= Beginning of Section =

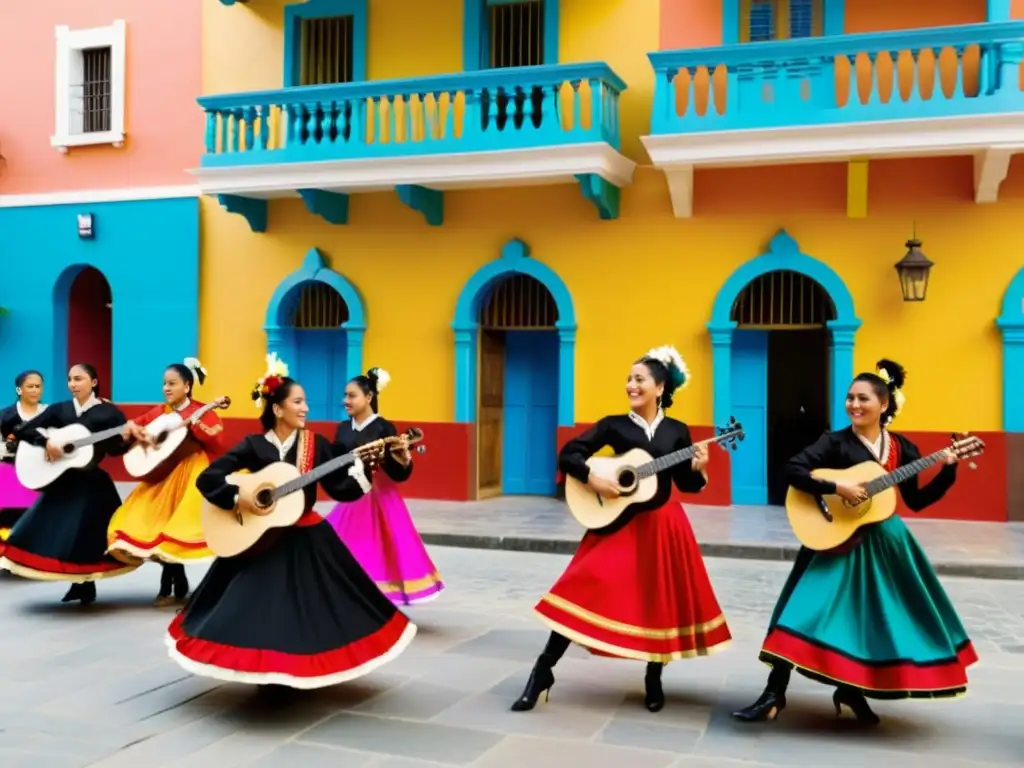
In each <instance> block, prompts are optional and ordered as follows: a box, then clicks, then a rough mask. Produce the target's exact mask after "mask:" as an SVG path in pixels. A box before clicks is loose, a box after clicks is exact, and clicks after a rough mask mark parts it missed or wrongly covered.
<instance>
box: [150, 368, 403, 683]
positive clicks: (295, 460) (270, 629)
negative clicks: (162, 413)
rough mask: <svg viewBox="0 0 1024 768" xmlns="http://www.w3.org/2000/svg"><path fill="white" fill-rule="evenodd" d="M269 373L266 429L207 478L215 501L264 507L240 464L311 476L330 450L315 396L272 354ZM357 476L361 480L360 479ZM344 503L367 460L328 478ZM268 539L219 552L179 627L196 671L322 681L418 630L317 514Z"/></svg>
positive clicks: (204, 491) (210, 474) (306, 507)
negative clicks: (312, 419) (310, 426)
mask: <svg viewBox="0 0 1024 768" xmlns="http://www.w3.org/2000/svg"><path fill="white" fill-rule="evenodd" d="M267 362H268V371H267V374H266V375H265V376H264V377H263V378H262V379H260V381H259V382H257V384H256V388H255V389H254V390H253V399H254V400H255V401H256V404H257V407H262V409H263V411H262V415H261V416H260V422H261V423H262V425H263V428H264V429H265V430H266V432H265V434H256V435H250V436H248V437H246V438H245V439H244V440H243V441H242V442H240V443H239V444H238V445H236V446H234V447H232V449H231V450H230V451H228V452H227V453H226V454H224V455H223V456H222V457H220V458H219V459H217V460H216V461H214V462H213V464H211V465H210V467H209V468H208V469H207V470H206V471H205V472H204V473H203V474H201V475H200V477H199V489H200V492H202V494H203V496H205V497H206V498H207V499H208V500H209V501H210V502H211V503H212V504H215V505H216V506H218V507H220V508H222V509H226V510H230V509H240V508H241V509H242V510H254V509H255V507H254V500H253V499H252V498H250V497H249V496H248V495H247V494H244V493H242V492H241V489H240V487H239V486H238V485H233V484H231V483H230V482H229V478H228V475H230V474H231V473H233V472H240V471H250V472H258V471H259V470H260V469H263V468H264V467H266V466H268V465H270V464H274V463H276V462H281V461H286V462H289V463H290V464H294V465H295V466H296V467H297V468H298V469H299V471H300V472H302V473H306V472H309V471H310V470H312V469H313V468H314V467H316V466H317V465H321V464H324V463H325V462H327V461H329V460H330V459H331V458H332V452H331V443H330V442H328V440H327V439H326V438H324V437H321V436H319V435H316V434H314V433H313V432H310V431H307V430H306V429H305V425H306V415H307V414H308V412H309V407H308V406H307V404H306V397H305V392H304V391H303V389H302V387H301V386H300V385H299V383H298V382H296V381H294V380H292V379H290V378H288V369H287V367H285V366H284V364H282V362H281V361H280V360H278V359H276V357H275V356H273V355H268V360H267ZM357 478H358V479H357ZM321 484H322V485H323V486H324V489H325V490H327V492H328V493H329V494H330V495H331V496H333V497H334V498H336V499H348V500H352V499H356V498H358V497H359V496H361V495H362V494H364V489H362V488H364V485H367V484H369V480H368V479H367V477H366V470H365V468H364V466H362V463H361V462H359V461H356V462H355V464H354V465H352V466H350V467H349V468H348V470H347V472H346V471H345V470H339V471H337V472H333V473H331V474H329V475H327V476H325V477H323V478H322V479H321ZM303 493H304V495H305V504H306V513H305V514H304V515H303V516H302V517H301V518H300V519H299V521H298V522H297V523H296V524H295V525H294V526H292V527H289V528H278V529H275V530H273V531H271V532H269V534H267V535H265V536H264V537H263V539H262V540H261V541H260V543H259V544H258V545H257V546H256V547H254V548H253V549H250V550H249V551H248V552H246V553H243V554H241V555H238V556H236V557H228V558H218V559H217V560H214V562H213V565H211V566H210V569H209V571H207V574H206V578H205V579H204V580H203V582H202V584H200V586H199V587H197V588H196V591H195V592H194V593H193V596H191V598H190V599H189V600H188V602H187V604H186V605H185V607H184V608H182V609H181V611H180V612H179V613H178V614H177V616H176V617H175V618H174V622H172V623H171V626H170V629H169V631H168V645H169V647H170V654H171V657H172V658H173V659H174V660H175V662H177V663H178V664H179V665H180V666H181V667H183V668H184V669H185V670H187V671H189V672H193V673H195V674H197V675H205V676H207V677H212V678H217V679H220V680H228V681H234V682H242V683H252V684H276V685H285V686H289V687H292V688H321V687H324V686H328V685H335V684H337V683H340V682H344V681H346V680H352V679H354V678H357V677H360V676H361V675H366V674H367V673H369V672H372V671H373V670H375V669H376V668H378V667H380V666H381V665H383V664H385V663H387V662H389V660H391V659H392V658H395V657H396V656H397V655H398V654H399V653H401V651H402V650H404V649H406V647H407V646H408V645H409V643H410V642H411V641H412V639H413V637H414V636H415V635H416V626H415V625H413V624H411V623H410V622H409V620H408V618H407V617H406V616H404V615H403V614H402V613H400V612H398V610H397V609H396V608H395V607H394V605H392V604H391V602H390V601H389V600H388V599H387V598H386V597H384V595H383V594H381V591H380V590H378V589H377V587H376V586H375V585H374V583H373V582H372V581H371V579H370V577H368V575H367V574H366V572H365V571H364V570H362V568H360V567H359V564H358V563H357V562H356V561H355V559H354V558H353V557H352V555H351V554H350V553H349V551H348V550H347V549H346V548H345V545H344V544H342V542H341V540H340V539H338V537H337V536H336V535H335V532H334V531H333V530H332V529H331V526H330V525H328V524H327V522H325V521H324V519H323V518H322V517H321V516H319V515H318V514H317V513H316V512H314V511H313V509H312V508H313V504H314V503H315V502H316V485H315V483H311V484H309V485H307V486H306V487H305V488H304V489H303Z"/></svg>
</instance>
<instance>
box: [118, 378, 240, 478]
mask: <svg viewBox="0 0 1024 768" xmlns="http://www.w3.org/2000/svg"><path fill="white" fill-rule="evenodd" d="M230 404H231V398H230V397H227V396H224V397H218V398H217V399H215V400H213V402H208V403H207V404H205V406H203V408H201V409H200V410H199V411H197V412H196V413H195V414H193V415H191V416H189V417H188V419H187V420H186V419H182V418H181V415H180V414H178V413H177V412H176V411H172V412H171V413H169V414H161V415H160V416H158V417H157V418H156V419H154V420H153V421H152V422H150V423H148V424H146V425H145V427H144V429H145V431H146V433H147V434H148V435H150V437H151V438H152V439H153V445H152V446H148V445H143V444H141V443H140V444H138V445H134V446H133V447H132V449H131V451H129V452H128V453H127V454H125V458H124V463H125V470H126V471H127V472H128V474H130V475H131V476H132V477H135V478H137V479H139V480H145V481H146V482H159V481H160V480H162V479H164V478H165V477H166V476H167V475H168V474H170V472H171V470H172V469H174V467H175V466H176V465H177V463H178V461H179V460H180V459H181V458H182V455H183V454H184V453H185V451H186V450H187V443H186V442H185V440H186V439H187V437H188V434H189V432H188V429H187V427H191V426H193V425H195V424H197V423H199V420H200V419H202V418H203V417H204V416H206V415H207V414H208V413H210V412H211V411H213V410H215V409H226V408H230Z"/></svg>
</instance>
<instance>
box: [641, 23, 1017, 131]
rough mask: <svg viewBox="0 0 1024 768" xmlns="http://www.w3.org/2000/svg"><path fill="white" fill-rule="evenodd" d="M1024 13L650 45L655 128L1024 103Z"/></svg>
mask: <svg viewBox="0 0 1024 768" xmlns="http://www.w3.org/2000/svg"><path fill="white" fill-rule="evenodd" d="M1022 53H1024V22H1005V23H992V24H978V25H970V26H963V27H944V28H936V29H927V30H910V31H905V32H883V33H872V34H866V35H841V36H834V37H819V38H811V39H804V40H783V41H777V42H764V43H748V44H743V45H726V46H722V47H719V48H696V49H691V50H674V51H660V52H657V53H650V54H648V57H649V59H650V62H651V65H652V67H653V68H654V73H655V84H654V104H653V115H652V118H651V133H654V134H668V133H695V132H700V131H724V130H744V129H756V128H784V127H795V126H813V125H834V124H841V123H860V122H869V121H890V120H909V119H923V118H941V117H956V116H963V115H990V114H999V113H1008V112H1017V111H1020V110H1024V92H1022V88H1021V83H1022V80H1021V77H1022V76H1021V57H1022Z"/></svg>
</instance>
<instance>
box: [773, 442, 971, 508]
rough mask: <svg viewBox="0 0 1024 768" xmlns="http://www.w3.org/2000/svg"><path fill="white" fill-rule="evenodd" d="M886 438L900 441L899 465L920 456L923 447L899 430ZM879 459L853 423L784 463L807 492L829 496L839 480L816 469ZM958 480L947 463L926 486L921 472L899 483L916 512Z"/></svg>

= End of Section =

# WHAT YOU SHOULD DO
Arrange the records as a Markdown table with the columns "No." and "Text", one numbered row per line and blank lines omitted. Start at the beginning of the records, end after the line containing "negative clicks: (162, 413)", include both ends, and leave the pictures out.

# WRITTEN SOLUTION
| No. | Text |
|---|---|
| 1 | In each <instance> block, prompts are optional and ordered as follows: a box, then clicks, then a rough mask. Produce the target's exact mask after "mask:" as an SVG path in pixels. A box before clicks is loose, a box after clicks is exact, and clicks after a rough mask mark parts it missed or wrongly covered. |
| 2 | <instance> |
| 3 | box: [150, 368, 403, 683] |
| 4 | positive clicks: (295, 460) (270, 629) |
| 5 | negative clicks: (162, 413) |